Tarefa escrita: Atualize os registros abaixo, trocando "Target" por "Label" em todos eles e mantendo todo o restante inalterado. Não inclua as imagens na resposta.

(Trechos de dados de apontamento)
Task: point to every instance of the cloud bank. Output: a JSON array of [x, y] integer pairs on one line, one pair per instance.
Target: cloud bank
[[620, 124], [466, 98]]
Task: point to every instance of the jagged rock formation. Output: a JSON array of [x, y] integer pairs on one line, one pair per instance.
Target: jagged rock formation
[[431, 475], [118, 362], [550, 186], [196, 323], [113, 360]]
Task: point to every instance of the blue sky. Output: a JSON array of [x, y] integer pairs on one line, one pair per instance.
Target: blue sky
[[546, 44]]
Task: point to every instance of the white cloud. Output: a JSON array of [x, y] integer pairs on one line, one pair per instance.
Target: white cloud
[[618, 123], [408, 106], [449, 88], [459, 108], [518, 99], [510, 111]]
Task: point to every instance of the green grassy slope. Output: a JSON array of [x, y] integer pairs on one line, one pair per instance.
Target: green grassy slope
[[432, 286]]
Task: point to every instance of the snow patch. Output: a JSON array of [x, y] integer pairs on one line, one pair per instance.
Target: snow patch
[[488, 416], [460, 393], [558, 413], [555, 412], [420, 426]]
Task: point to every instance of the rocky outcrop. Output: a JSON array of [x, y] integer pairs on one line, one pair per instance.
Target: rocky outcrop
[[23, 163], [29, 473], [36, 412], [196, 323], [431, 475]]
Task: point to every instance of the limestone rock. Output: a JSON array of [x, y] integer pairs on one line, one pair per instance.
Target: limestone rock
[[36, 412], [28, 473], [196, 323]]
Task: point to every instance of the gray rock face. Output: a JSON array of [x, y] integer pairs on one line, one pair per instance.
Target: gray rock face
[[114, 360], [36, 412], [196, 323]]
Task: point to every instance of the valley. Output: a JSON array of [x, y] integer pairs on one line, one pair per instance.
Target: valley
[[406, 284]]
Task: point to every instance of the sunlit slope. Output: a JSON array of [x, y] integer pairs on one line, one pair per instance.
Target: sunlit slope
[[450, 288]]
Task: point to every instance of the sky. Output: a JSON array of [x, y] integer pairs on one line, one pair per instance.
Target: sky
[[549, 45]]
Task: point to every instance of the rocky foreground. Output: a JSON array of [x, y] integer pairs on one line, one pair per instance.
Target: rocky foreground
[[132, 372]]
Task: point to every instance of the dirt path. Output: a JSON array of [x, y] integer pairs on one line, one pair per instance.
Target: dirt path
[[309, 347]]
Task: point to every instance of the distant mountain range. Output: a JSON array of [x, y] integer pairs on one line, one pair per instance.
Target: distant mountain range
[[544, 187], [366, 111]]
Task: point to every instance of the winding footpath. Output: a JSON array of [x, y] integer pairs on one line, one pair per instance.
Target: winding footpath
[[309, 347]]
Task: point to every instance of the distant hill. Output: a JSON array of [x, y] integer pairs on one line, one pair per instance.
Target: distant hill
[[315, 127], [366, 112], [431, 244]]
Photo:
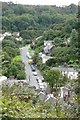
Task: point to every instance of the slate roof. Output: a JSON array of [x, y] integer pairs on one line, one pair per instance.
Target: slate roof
[[62, 69]]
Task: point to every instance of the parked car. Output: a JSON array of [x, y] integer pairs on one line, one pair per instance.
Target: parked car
[[32, 68], [39, 80], [35, 73]]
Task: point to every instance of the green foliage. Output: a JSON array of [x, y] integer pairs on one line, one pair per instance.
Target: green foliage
[[14, 66], [16, 59], [52, 77]]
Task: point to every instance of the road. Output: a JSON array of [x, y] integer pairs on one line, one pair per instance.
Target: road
[[31, 79]]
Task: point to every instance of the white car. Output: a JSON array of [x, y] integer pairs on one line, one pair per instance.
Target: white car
[[35, 73], [41, 87], [39, 80], [41, 84]]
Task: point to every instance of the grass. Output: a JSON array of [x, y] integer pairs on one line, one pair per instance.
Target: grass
[[30, 52], [16, 59]]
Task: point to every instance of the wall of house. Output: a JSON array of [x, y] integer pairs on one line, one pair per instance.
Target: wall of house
[[71, 75]]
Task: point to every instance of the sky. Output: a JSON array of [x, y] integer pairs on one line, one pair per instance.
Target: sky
[[44, 2]]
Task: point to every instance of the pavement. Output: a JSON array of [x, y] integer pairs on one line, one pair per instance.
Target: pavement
[[30, 78]]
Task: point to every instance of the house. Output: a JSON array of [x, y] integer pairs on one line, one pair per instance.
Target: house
[[16, 34], [48, 47], [42, 95], [50, 98], [49, 42], [7, 34], [64, 93], [70, 72], [2, 78], [45, 58]]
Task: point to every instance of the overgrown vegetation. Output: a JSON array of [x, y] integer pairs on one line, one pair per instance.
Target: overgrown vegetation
[[11, 62]]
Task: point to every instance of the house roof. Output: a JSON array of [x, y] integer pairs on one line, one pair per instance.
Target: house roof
[[64, 69]]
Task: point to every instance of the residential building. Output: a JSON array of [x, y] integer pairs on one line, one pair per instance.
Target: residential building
[[70, 72]]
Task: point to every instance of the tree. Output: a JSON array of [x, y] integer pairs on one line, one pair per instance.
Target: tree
[[74, 37], [52, 77]]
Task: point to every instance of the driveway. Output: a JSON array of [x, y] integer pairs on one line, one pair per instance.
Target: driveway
[[31, 79]]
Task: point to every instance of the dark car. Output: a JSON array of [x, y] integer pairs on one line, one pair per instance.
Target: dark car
[[32, 68]]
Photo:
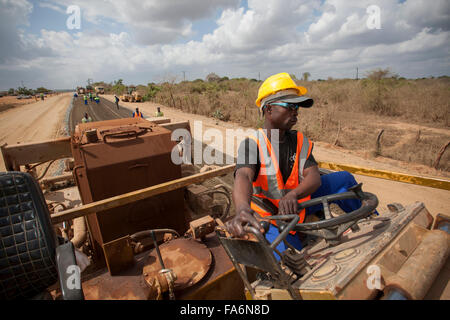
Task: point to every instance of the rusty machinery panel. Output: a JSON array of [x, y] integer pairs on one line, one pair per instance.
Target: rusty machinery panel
[[114, 157]]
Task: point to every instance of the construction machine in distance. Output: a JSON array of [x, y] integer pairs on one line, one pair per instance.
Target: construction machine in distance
[[154, 229], [81, 90]]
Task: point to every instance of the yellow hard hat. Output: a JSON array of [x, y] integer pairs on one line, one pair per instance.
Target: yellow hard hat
[[279, 85]]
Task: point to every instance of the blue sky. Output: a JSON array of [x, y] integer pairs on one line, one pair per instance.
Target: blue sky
[[151, 40]]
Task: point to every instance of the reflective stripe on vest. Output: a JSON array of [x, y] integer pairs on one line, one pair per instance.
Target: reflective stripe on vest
[[269, 184]]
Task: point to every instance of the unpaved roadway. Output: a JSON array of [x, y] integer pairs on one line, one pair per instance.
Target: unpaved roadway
[[104, 110], [44, 120]]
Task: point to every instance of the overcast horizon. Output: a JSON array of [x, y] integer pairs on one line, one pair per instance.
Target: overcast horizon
[[153, 41]]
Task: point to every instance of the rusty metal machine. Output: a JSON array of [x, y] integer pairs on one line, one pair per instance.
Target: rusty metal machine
[[118, 156], [396, 255]]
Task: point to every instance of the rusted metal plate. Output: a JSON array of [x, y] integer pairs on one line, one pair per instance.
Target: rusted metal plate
[[128, 285], [130, 154], [190, 260], [341, 271], [221, 282]]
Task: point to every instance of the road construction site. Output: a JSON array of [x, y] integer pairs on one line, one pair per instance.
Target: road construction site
[[58, 117]]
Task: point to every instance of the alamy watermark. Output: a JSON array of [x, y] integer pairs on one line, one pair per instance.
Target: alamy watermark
[[374, 280], [73, 281], [220, 150], [374, 19], [74, 20]]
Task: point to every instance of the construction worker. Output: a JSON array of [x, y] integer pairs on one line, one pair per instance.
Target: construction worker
[[117, 101], [159, 113], [86, 118], [137, 114], [287, 173]]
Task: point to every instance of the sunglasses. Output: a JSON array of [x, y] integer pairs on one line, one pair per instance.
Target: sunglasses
[[290, 106]]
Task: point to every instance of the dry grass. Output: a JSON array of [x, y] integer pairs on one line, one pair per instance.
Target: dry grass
[[357, 109]]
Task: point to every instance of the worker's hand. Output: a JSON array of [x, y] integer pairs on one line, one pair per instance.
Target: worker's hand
[[243, 217], [288, 204]]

Resposta correta:
Task: point to every instance of the cloud bank. Output: a JSON array of [x, y] integer pairs on one line, one pair per instance.
Label: cloud bank
[[620, 124], [466, 98]]
Task: point to every instance of the jagged rock formation. Output: a JSON array of [x, y] integer pairs on one line, one pair per instance.
Label: jagged rock formation
[[431, 475], [118, 362], [550, 186], [196, 323], [113, 360]]
Task: point to every instance of the blue sky. Output: a JSON array of [x, y] integer pairs on one line, one pair per instance.
Label: blue sky
[[546, 44]]
Task: point to every instance of the white cloud. Output: a JSON array of [x, y] integer pairs on one line, one pair per instance.
Label: white cloud
[[618, 123], [408, 106], [449, 88], [459, 108], [518, 99], [510, 111]]
Task: point to every instance of the green grassy slope. Output: a JSON array of [x, y] integer pairs on one line, one pair per instance.
Label: green grassy slope
[[432, 286]]
Task: point to every instance of the snow patch. Output: a JSON array of [x, y] integer pairs on one line, one pair per instance.
Label: snow patch
[[488, 416], [460, 393], [558, 413], [555, 412], [420, 426]]
Task: point to every instance of the rocky outcrop. Output: a JSON array of [x, y] integer pairs on one line, one pair per instance.
Label: rocky outcrop
[[23, 163], [29, 473], [36, 412], [196, 323], [431, 475]]
Task: point to every instance of the limestone rock. Output: a JSON array of [x, y] integer pairs on one line, one pair per instance.
Label: limestone rock
[[36, 412], [28, 473], [196, 323]]
Task: point to every instance of the gray rock face. Output: a JSON array of [x, y] integer pairs on one line, one pair per instance.
Label: gray rock face
[[114, 360], [36, 412], [196, 323]]
Task: point to every instance of the valley. Output: a JSON array of [x, y] integer pairs on one line, one pair per instance.
Label: valley
[[406, 284]]
Task: point to every instance of the sunlit slope. Output: a JSON array of [x, y] integer pairs on one line, one pair per instance.
Label: sunlit slope
[[450, 288]]
Task: point to every instance of the sky. Output: a JSON array of [x, y] integer pairs on one line, one pair per instance.
Label: sky
[[549, 45]]
Task: point to every instance of the rocky foreground. Output: a JSON array of [x, y] integer pairs on one line, one pair per instance.
Label: rocky foreground
[[132, 372]]
Task: point to every instance of the dirt path. Output: a JSON array of [x, y] integer pairs on one line, one pair per instance.
Label: dirt path
[[309, 347]]
Task: point to every instance of the distant mountain range. Output: a JSON array of [x, y] integer pairs on one line, one pair per instance.
Label: distant mountain range
[[544, 187], [366, 111]]
Task: point to every instance of the winding footpath. Output: a JSON array of [x, y] integer pairs on one line, one pair per instance.
Label: winding footpath
[[309, 347]]
Task: point to every instance of the distant hill. Output: a JSON array of [x, y] integer pairs on one line, one pair per instance.
Label: distant hill
[[315, 127], [366, 112], [431, 244]]
Photo:
Task: point to every instance of the slate roof. Output: a JSON array of [x, y] integer pairs on one line, one pair per instance.
Label: slate roof
[[62, 69]]
Task: point to every instance of the parked car. Output: a JSON array of [x, y] integer pairs on one line, one pair per instance.
Label: parked car
[[32, 68], [39, 80], [35, 73]]
Task: point to every instance of the green foliage. Output: a JSON array of [x, y] integer pairs on one line, one pair per instance.
Label: green foliage
[[14, 66], [16, 59], [52, 77]]
Task: point to every instance of the road. Output: a JSON array of [x, y] integer pairs on one line, one pair per instance.
Label: road
[[31, 79]]
Task: point to every instance of the white car. Output: a JSON array of [x, y] integer pairs on one line, one pair per instance.
Label: white car
[[35, 73], [41, 87], [39, 80], [41, 84]]
Task: point to every instance of the grass. Output: a JSON array of [x, y] integer pairs on one line, one pair per instance.
Label: grass
[[30, 52], [16, 59]]
Task: point to every instance of the wall of house. Output: a JSON array of [x, y] integer pairs on one line, one pair per instance.
Label: wall of house
[[71, 75]]
Task: point to every instance of the sky. Output: a JSON array of [x, y] integer pairs on one line, one pair per instance.
Label: sky
[[44, 2]]
Task: point to every instance of the pavement. Output: a JSON array of [x, y] integer pairs on one line, one pair per instance.
Label: pavement
[[30, 78]]
Task: point to every instance of the house. Output: a JSON array of [x, y] integer pairs on one line, one pair per instance.
Label: house
[[16, 34], [48, 47], [42, 95], [50, 98], [49, 42], [7, 34], [64, 93], [70, 72], [2, 78], [45, 58]]
Task: point to every instance of the overgrown vegetation. Output: a JSON array of [x, y] integer pairs on one line, one pair per instance.
Label: overgrown vegetation
[[11, 62]]
Task: point to every instance of the house roof. Output: a JSON array of [x, y] integer pairs on one line, one pair per instance.
Label: house roof
[[64, 69]]
Task: point to every instance of the residential building. Output: a JSON array of [x, y] integer pairs on one line, one pair per instance.
Label: residential building
[[70, 72]]
Task: point to every instance of the tree. Output: a JSON array of [x, y] integer pairs on one line, one pair per instance.
Label: tree
[[74, 37], [52, 77]]
Task: point to every instance of the driveway. Output: a JSON array of [x, y] integer pairs on one line, one pair per instance.
Label: driveway
[[31, 79]]
Task: point to every instance of the dark car. Output: a JSON array of [x, y] integer pairs on one line, one pair per instance.
Label: dark car
[[32, 68]]
Photo:
Task: point to every instance of the rusty machinery panel. Output: a JSON array of [x, y] integer pairs on one line, one pair per instance.
Label: rusty machinery panel
[[114, 157]]
Task: point to every instance of the construction machine in distance. Output: a JSON array of [x, y] integer pairs on one line, one pair per instance.
Label: construction machine in distance
[[154, 229], [81, 90]]
Task: point to every instance of the yellow hard hat. Output: a JSON array of [x, y] integer pairs on one line, one pair per instance.
Label: yellow hard hat
[[279, 85]]
Task: point to every instance of the blue sky. Output: a JSON array of [x, y] integer pairs on one line, one pair per instance.
Label: blue sky
[[151, 40]]
Task: point to every instance of the reflective stripe on vest. Output: a JSON array of [x, y] integer pairs on one line, one pair per instance.
Label: reflective stripe on vest
[[269, 184]]
Task: point to every instance of the unpaved roadway. Output: a JSON array of [x, y] integer pairs on one line, one pair per instance.
Label: unpaved roadway
[[104, 110], [44, 120]]
Task: point to every instance of the overcast horizon. Output: a JSON array of [x, y] integer pairs on one line, one pair per instance.
Label: overcast horizon
[[153, 41]]
Task: point to every instance of the rusty metal machine. Output: a JSON array of [x, y] integer pairs on one line, one pair per instance.
Label: rusty metal machine
[[118, 156], [396, 255]]
Task: point to every instance of the rusted metal plate. Output: a JSON array of [x, y] integer pairs on one line, one pair per instance.
Label: rusted metal plate
[[128, 285], [130, 154], [190, 260], [341, 271], [221, 282]]
Task: point to every instance of the road construction site. Output: a JSON array of [x, y] integer pairs on one line, one pair per instance.
Label: road construction site
[[58, 117]]
Task: point to every instance of the alamy watermark. Output: a JSON array of [x, y] integer pairs on one line, one pair per instance.
Label: alamy watermark
[[374, 280], [73, 281], [220, 150], [374, 19], [74, 20]]
Task: point to every instance of the construction worker. Output: a JSON array of [x, y] integer pairs on one line, one pair per instance.
Label: construction worker
[[117, 101], [159, 113], [86, 118], [137, 114], [287, 173]]
Task: point to every instance of the sunglasses. Output: a JSON array of [x, y] integer pairs on one line, one pair per instance.
Label: sunglasses
[[290, 106]]
Task: point to every instance of the dry grass. Output: a JSON array of [x, y] integer pairs on one line, one pair per instance.
Label: dry grass
[[357, 109]]
Task: point to every instance of the worker's hand. Output: a JSON array of [x, y] integer pairs on one line, one pair per instance.
Label: worker's hand
[[243, 217], [288, 204]]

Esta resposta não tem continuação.